%%

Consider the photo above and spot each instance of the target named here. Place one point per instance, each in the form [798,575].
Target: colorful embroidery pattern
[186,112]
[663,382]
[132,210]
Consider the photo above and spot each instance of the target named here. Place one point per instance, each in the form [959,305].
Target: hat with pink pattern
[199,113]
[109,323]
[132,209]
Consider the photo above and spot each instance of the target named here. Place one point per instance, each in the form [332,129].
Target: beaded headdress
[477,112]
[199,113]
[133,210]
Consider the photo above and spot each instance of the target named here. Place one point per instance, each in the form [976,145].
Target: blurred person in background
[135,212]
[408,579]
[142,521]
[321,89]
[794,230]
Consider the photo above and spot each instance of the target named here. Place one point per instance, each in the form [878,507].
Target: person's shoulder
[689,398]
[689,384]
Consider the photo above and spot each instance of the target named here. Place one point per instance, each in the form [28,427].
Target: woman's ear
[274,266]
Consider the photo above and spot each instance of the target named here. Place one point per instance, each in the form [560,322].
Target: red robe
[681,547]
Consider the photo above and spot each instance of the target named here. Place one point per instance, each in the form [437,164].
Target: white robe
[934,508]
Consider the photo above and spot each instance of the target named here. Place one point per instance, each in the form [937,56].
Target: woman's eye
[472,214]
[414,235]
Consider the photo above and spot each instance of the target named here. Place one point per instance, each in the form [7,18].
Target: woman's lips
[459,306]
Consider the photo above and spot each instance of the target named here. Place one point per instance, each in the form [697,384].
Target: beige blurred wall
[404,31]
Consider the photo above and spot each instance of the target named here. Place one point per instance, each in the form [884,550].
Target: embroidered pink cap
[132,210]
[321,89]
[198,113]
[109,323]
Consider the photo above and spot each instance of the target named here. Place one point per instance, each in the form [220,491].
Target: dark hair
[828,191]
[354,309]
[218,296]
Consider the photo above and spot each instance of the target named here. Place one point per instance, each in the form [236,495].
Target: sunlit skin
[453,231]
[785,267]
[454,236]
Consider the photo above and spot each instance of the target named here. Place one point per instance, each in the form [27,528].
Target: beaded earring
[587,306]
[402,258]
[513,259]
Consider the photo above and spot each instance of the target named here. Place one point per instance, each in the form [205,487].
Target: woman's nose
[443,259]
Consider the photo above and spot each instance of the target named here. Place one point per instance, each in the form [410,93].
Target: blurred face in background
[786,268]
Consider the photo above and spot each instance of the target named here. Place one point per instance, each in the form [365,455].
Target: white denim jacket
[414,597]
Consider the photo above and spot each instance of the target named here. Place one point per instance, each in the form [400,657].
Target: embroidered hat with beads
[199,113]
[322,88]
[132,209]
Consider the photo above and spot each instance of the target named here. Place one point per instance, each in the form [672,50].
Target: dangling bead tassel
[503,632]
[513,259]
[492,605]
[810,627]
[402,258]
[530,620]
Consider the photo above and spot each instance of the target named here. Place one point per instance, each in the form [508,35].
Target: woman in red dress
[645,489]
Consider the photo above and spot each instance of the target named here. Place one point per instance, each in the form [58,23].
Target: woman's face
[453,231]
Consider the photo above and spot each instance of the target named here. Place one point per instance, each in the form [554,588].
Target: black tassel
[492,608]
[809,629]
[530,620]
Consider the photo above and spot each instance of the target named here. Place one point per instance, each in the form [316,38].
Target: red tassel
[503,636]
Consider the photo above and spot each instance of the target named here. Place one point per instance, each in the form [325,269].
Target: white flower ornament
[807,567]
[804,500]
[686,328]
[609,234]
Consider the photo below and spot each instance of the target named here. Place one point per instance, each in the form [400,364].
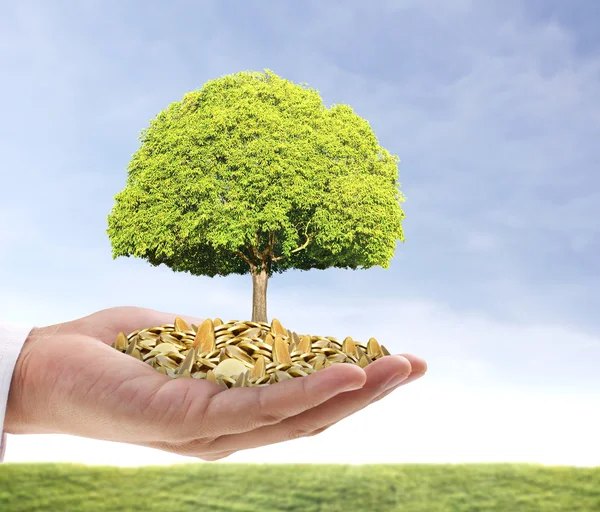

%%

Required task: State how many lines of the records above contain the word "background". Give only the number.

Complete output: 2